AUFGABENSTELLUNG:
Übertrage den Satz „Mit mindestens zwei Millionen Pilgern vor allem aus Polen und Italien wird gerechnet.“ aus dem Ausgangstext zur doppelten Heiligsprechung ins Englische.

AUSGANGSTEXT:

------------------------------------------------------------------------

Vatikan

Kopfzerbrechen im Rathaus und 3-D auf dem Petersplatz

Der Petersdom in Rom
Der Petersdom in Rom © dpa / picture alliance / ANSA / Mario_De_Renzis
Von Thomas Migge |
Eine Woche nach Ostern herrscht in Rom der Ausnahmezustand. Dann werden zwei Päpste zu Heiligen der katholischen Kirche ernannt: Johannes Paul II. und sein Vorvorvorgänger Johannes XXIII.
"Die Organisation wird wie immer bei solchen Großveranstaltungen des Papstes auf dem Platz ablaufen. Linkerhand der Fassade der Peterskirche werden die Kardinäle und Bischöfe Platz finden, rund 1000 Personen, rechterhand dann die offiziellen Delegationen. Geistliche, die nicht direkt an der Feier teilnehmen, das werden zirka 5000 Personen sein, werden auf dem Platz vor dem Hauptaltar sitzen."
Padre Federico Lombardi ist Papst- und Vatikansprecher - und weiß, in welchen Momenten man die Dinge möglichst gelassen darstellen muss. Über die anstehende doppelte Heiligsprechung von Papst Johannes Paul II. und Papst Johannes XXIII., das weiß der medienerfahrene Lombardi, muss er ganz ruhig berichten, so als es sich um eine ganz normale Papstmesse handelt. Natürlich weiß er, dass das nicht der Fall ist und dass man im Rathaus auf dem Kapitolshügel angesichts des bevorstehenden 27. April die Hände über dem Kopf zusammenschlägt. Roms Bürgermeister Ignazio Marino drückt sich, angesprochen auf das Megakirchenfest, sehr diplomatisch aus:
"Ich denke mir, dass man im Vatikan verstanden hat, dass wir sicherlich in dieses Mega-Event investieren wollen, aber dass dieser Tag uns auch enorme Schwierigkeiten bereiten wird."
Enorme logistische Schwierigkeiten. Mit mindestens zwei Millionen Pilgern vor allem aus Polen und Italien wird gerechnet. Und das in einer Stadt, die zum einen schon an normalen Wochentagen chaotisch ist und die zum anderen finanziell vor der Pleite steht. Es fehlen hunderte von Millionen Euro zur Finanzierung der Müllabfuhr, der städtischen Polizei, der öffentlichen Verkehrsmittel etc.

------------------------------------------------------------------------

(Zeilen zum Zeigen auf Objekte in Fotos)

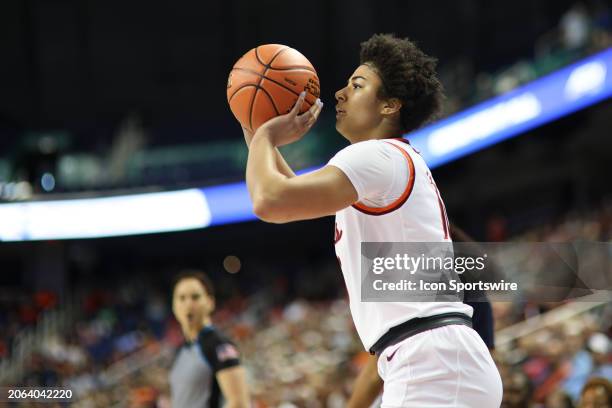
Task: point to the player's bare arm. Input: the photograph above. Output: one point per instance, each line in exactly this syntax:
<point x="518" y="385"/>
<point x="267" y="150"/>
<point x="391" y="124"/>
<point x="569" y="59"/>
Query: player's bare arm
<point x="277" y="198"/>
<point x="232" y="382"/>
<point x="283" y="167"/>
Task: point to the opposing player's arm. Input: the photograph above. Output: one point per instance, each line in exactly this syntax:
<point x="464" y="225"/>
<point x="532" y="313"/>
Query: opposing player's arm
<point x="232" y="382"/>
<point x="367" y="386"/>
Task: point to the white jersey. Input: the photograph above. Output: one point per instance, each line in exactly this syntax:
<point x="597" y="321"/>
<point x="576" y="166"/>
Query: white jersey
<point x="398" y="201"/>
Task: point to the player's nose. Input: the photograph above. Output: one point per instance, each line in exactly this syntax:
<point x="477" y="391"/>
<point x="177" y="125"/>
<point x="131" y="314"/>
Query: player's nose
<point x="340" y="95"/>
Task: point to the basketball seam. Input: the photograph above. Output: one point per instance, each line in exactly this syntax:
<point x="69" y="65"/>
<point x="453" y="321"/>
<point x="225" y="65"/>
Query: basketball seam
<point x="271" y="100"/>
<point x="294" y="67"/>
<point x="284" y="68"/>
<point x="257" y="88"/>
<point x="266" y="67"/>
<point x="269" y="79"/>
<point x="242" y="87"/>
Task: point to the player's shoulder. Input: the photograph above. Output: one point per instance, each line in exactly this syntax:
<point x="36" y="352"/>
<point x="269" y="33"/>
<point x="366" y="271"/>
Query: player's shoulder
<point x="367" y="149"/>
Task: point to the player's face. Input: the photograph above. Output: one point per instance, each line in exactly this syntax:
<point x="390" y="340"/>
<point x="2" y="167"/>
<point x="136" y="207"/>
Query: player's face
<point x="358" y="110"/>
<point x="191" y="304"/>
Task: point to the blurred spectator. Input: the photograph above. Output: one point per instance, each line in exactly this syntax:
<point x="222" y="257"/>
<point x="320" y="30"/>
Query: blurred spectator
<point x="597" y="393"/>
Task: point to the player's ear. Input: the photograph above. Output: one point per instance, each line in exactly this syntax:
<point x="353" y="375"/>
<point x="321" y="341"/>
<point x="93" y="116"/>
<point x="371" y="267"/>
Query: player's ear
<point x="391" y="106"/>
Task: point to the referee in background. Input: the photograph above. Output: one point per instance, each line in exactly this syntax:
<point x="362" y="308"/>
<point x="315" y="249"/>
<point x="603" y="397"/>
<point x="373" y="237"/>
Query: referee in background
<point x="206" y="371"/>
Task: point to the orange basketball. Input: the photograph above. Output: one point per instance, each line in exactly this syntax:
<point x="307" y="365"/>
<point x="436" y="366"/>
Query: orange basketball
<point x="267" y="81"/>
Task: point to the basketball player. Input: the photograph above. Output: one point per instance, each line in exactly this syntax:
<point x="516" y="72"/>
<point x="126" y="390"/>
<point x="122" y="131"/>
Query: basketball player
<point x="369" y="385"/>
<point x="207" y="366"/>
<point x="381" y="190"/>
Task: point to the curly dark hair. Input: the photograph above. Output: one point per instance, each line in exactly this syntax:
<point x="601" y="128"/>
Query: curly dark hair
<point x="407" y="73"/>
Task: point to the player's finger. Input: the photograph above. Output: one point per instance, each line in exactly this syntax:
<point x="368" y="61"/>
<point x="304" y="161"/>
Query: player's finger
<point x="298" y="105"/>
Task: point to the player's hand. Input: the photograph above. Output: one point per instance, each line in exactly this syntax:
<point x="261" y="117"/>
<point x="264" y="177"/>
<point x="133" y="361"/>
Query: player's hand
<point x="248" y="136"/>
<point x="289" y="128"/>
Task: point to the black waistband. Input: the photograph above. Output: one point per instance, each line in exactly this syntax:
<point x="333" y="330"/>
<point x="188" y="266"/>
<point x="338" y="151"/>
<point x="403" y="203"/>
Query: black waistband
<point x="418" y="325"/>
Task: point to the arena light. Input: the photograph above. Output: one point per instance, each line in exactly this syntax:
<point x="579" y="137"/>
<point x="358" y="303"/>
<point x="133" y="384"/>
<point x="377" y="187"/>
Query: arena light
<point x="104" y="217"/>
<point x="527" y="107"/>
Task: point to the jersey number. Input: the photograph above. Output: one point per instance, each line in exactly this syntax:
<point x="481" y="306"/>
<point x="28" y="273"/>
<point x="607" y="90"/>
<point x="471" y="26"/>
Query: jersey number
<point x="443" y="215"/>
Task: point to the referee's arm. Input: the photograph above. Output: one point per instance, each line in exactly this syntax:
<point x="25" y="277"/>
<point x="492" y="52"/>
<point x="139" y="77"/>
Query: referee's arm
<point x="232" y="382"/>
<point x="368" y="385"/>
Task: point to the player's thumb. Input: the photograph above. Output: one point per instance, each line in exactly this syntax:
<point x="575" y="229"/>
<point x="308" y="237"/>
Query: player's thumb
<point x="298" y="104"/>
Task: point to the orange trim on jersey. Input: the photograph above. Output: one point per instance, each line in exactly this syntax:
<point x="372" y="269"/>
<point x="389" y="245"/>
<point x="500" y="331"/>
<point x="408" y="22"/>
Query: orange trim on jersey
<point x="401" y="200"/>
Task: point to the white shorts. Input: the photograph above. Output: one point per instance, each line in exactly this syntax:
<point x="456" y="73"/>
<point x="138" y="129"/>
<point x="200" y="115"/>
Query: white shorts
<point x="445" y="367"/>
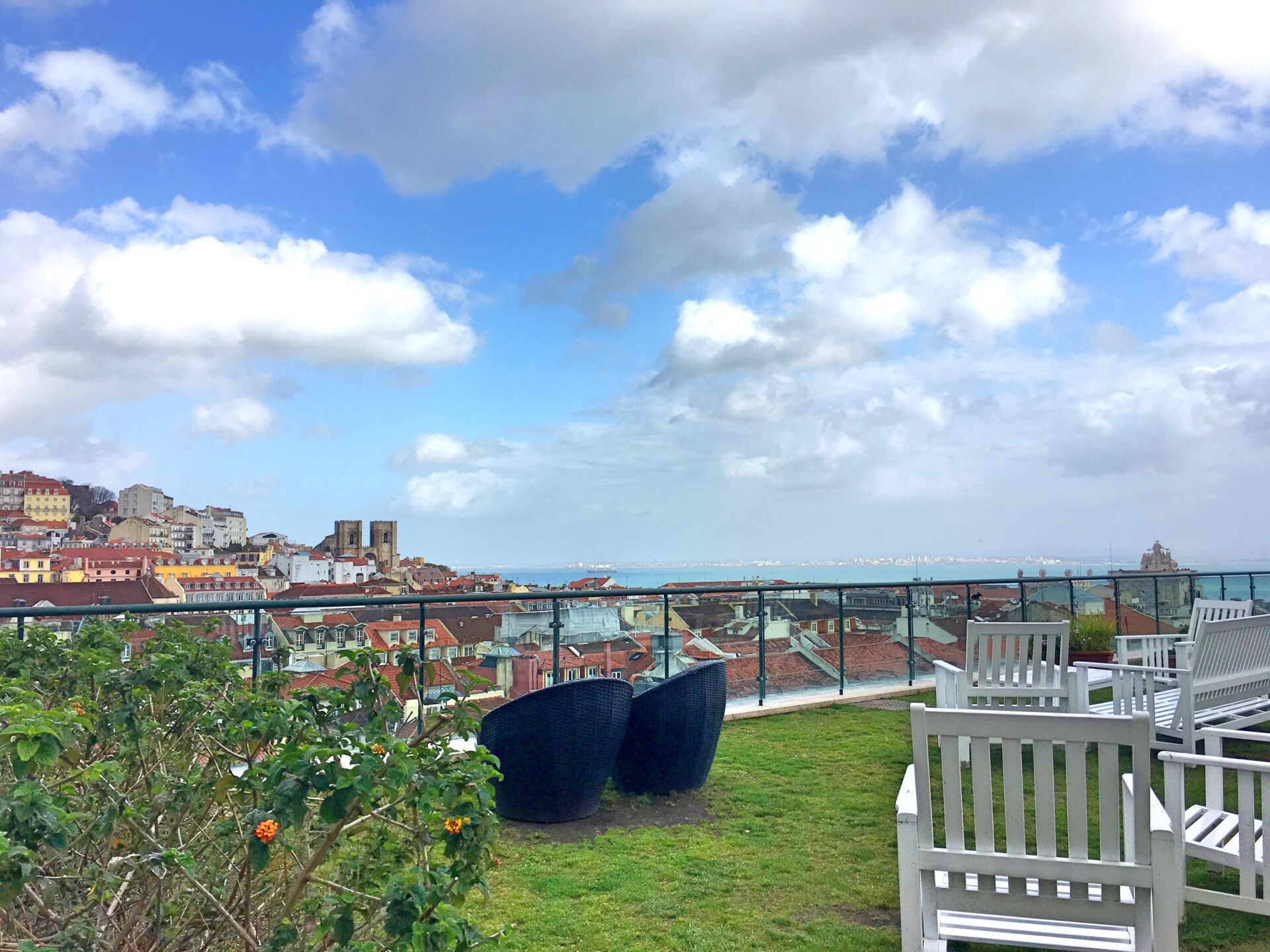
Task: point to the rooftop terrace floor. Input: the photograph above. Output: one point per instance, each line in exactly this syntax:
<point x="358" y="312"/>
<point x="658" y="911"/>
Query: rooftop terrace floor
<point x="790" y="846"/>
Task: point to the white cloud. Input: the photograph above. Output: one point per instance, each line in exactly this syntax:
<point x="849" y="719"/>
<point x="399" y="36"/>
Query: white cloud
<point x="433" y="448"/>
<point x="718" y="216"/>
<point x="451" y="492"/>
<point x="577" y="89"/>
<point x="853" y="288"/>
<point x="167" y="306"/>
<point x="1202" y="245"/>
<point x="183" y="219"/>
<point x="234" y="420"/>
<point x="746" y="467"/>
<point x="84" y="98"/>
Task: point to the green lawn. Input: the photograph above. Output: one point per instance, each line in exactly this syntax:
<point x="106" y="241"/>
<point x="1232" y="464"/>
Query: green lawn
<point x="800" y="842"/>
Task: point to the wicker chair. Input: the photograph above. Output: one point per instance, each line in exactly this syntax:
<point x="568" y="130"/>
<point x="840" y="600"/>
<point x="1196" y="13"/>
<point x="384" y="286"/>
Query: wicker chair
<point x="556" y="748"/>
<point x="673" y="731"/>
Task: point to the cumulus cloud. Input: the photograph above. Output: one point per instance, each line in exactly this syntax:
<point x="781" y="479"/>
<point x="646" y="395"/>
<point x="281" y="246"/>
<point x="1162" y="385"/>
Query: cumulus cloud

------------------------------------------------------------------------

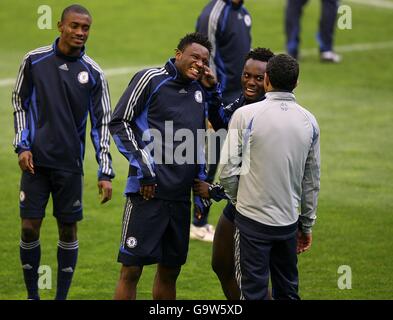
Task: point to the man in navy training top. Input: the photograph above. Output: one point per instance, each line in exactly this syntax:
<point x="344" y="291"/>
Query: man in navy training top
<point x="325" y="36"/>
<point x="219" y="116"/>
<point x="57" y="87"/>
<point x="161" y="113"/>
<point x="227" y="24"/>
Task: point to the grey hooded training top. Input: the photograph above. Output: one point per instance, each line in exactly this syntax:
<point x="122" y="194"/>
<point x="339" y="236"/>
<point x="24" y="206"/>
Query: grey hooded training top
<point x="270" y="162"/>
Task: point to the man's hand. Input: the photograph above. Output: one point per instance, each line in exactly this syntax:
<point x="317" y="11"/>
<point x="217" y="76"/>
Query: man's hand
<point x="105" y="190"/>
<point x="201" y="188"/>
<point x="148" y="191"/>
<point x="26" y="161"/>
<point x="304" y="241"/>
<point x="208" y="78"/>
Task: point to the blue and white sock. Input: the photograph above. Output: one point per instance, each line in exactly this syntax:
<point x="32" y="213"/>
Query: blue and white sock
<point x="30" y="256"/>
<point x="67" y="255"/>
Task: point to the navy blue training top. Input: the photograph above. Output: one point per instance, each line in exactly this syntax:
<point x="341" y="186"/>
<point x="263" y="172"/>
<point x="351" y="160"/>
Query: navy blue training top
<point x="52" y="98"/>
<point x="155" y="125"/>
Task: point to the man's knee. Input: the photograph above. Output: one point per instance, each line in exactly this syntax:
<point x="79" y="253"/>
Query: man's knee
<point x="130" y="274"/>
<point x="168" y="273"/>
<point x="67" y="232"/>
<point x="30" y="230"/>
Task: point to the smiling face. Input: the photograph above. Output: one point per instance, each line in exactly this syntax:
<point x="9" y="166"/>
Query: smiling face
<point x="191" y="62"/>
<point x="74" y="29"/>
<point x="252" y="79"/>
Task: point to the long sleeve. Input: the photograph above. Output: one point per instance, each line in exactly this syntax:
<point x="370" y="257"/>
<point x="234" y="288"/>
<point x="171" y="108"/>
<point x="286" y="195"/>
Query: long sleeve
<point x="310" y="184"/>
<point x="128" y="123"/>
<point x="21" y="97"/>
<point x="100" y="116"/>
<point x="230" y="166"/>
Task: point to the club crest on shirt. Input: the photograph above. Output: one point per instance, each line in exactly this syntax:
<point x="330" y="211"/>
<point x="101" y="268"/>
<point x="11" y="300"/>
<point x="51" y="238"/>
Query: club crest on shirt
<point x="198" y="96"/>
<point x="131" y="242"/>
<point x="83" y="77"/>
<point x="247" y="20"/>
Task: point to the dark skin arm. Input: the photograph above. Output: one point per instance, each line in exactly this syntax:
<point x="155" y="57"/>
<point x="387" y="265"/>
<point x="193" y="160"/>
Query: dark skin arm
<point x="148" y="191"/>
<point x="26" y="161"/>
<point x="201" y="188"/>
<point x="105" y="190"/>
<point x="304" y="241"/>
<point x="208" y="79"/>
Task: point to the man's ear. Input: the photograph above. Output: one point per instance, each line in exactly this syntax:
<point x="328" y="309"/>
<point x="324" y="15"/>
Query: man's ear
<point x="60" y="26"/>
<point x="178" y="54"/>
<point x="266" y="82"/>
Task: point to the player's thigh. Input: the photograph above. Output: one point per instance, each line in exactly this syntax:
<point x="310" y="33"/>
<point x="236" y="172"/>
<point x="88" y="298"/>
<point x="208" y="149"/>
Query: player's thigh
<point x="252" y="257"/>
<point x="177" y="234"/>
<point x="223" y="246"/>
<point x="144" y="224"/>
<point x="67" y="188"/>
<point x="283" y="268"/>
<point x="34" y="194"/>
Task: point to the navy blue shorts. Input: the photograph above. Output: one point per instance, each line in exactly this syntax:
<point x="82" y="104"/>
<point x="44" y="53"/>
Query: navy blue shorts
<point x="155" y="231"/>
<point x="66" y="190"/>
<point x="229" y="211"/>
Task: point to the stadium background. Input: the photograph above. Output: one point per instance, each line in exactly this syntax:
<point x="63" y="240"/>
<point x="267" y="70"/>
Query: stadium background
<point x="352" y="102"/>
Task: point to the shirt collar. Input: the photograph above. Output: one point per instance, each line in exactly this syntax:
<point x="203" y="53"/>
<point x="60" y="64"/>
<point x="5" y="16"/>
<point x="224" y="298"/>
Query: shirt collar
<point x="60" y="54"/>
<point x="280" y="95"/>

------------------------------------------------------------------------

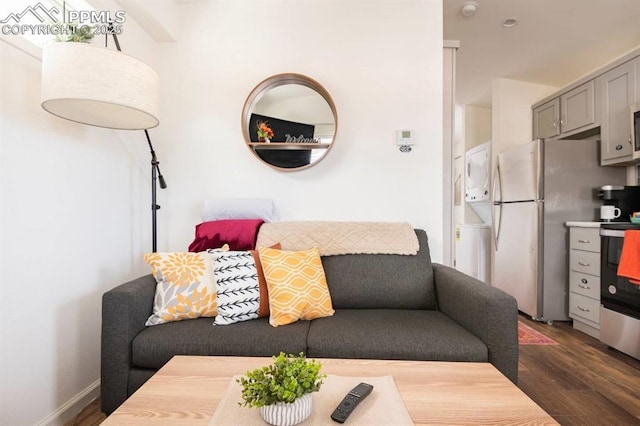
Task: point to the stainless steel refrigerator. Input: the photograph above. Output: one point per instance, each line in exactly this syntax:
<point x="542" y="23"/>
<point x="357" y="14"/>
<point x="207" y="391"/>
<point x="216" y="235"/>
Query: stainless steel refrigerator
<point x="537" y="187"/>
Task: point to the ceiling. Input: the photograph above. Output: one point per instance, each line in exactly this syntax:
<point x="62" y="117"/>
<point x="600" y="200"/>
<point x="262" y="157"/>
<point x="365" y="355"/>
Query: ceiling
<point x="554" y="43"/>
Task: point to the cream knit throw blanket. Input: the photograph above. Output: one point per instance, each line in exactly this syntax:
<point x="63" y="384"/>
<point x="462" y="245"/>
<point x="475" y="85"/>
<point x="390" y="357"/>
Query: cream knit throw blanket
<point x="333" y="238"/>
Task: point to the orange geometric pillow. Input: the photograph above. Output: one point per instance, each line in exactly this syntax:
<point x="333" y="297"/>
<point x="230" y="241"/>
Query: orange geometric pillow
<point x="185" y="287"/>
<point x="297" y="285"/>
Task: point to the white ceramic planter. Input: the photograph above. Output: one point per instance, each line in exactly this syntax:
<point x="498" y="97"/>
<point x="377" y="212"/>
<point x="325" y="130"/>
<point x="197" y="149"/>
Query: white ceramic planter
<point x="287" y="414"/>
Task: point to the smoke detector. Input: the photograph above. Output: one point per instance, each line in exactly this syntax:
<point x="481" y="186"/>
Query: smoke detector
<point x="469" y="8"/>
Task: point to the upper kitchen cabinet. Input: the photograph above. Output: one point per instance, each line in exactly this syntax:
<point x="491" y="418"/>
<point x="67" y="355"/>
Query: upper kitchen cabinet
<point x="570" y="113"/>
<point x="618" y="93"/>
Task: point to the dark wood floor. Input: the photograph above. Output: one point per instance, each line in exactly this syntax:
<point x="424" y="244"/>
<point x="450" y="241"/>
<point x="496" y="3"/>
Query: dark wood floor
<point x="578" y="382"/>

------------------------------------------------------------------------

LÖSUNG:
At least two million pilgrims are expected, mainly from Poland and Italy.